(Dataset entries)
......
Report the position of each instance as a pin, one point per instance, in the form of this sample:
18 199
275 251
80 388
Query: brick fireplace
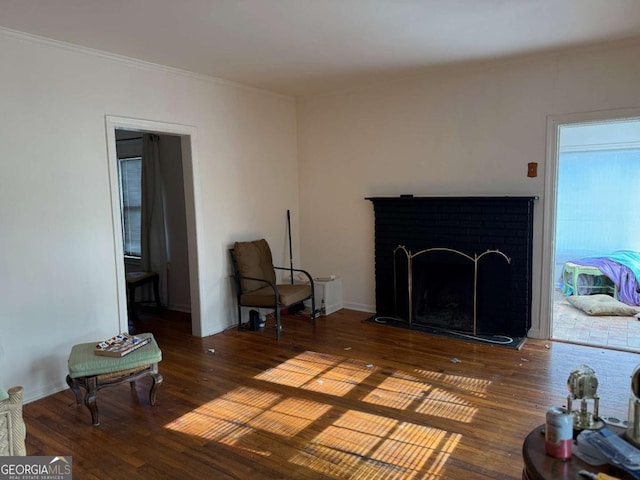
460 263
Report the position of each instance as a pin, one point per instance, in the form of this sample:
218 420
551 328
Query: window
130 173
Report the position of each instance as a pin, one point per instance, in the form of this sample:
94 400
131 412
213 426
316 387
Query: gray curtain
154 229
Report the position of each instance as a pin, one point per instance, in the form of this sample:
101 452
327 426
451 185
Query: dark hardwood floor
346 399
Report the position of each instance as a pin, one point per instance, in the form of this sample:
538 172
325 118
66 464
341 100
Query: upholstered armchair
255 279
12 428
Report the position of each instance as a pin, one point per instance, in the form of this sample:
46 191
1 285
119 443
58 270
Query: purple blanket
621 275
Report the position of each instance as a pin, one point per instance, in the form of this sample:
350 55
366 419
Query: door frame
188 137
550 204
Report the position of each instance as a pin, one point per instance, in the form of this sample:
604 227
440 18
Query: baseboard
51 389
179 307
360 307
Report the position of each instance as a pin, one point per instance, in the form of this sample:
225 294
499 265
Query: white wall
463 131
58 267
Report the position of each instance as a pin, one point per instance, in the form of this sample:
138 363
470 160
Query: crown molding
134 62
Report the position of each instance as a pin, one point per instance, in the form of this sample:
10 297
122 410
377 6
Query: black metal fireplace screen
443 293
473 253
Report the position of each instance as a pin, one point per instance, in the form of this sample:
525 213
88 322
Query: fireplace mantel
468 224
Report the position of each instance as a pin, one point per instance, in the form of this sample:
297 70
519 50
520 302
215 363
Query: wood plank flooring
346 399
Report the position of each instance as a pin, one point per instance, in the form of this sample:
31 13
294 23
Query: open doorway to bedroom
179 233
596 264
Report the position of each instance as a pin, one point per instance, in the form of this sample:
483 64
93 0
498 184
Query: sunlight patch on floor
365 446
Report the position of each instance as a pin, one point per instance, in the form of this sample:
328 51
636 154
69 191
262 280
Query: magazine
120 345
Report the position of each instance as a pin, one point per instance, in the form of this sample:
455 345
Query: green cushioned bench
94 372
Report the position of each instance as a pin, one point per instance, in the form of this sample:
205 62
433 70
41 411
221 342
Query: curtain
155 255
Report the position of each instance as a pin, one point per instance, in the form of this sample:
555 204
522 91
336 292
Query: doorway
595 173
181 137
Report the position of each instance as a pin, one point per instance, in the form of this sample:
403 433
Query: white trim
133 61
549 221
193 204
600 146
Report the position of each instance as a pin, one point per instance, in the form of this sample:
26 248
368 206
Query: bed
617 273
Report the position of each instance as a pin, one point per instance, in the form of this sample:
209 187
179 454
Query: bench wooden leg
75 388
93 384
90 399
157 380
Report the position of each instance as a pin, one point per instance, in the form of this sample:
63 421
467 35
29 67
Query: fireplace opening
469 291
449 289
443 291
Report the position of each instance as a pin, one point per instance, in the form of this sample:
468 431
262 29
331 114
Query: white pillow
601 304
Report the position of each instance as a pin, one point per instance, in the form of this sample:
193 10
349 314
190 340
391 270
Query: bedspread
623 268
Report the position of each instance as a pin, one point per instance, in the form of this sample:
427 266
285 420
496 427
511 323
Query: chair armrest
298 270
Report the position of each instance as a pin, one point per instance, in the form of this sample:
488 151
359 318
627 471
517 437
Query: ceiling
306 47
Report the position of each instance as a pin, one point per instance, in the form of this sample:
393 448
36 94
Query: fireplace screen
449 289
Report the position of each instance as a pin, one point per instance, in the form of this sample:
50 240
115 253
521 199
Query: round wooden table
540 466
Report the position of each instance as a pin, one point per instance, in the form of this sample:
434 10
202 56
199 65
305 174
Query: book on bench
120 345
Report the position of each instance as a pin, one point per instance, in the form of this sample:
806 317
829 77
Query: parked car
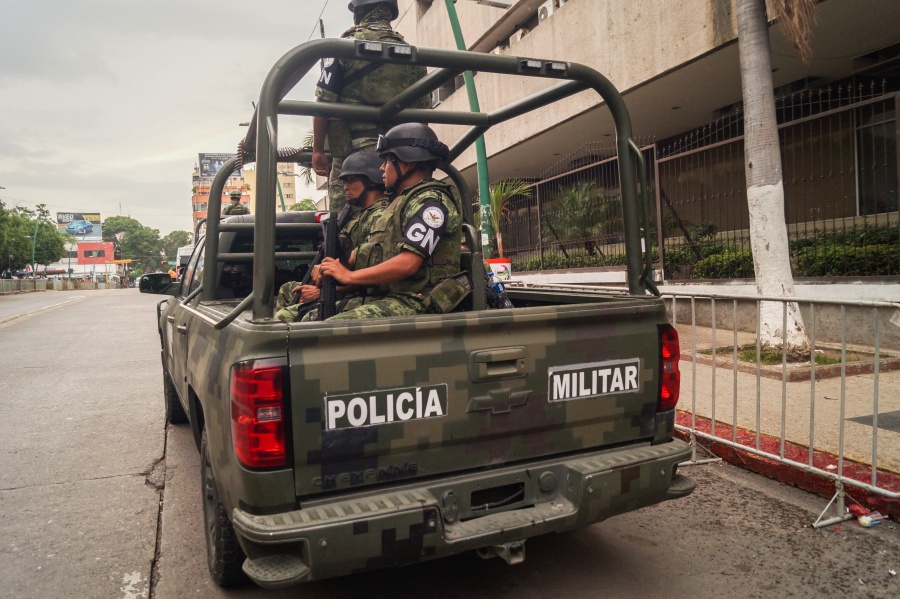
......
Could you transcribe the records above exactly, leaving every picture out?

Report the position of each instance as a pin, one point per instance, in the form of this sample:
18 199
275 251
80 388
Query: brick fireplace
460 263
Report the position of each instance as a pin, one point per instance, in the form of this sample:
218 420
551 328
Query: window
130 173
Report the position of each instance as a pin, one point per instance, in the form of this sample:
94 400
131 412
213 426
316 387
Query: gray curtain
154 229
Report the position of each instance as a pin, one point per instance, in the form of this sample:
101 452
327 426
451 185
Query: dark hardwood floor
346 399
Report the position of each instance as a pin, one point per instance, in the form of this sample:
538 172
325 118
66 464
341 100
Query: upholstered armchair
255 279
12 428
Report the position of each instance as a pin, one point per instance, in the form of this sample:
46 191
1 285
119 443
58 270
Query: purple blanket
621 275
Report the position of each instance as a pin, one point per instance, in the form of this sample:
350 55
366 419
Query: door frame
188 137
550 204
Report the position of each instance as a pin, one point per instance, in the form of this sample:
604 227
440 18
Query: baseboard
51 389
179 307
360 307
Report the position of each instance as a pin, one point per instance, in the form of this sample:
225 294
499 265
Query: white wall
463 131
58 267
Report the position of each instance as a pin, one point per instance, in the form of this sample:
138 363
470 160
Query: crown molding
134 62
Report the position of each instance as a pin, one point per instance, in the form of this sample:
10 297
122 410
377 6
Query: black metal fireplace screen
443 293
473 253
Report the position of each instance as a pin, one point per instance, in the form of this sample:
525 213
88 322
Query: fireplace mantel
468 224
Report the position of each instance as a pin, one point per instance, in the form of this sample:
297 70
519 50
520 302
215 363
Query: wood plank flooring
346 399
Report the position of each instance as a pin, one point per instance, in the form of this sample:
31 13
294 23
Query: open doorway to bedroom
179 233
596 264
Report the position of each instance as a pin, one point per instance, in the form of this sample:
483 64
93 0
498 184
Query: sunlight patch on floor
365 446
Report the position of each instance as a pin, one point per instance, in the form of this sample:
328 51
636 154
69 191
262 280
Query: magazine
120 345
Report the position of each instance as a pin, one point per instance, in the form of this sample:
455 345
Query: green cushioned bench
94 372
Report the position of each instance as a pin, one point per instance, in the form of this sample:
205 62
433 70
41 411
221 342
Query: curtain
155 255
Report the position of each instance as a pin, one point per instance, in the form of this sample:
555 204
522 91
336 292
Query: doorway
595 173
181 137
Report the position of each instance as a pin, one point per instance, in the form of this sample:
403 433
Query: white trim
133 61
549 221
193 204
600 146
Report the position of each instance as a pin, one point per instance, in the form of this sample:
26 248
368 206
Query: bed
617 273
Report the position of each instance as a pin, one point per instance, in the form of this sample:
209 187
179 454
Query: bench wooden leg
75 388
93 384
90 399
157 380
Report the position of each instance as a pin, one point per instance, in the form of this sample:
63 421
467 35
29 67
Query: fireplace opening
469 291
449 289
443 291
Report the position of each instance as a pin, one point per instance, in the form of this sample:
468 431
262 29
331 114
Query: white pillow
601 304
Report the position of each instance as a pin, one point per instance, in the form of this sample:
193 10
349 314
190 340
391 270
Query: bedspread
623 268
Report the position of each instance as a pin, one point per instance, in the form of this sample:
427 266
285 420
496 427
511 323
Query: chair armrest
298 270
Report the position of each instance as a pin, one point per instance, in the form of this sample:
488 151
359 318
627 471
517 437
Query: ceiling
306 47
Report the position of each instance as a pin, one point per instance, in the form of this sample:
393 448
36 94
Query: fireplace screen
449 289
Report the position of each instance as a pin, one point per instance, in the form of this sample:
50 240
115 253
521 199
Query: round wooden table
540 466
Report the position of each instance as a pin, one point per instance, in the form of this sample:
434 10
202 56
199 65
305 174
Query: book on bench
120 345
Report the position of each instance as a pin, one point per instance, in the form of this sample:
806 317
829 77
Query: parked car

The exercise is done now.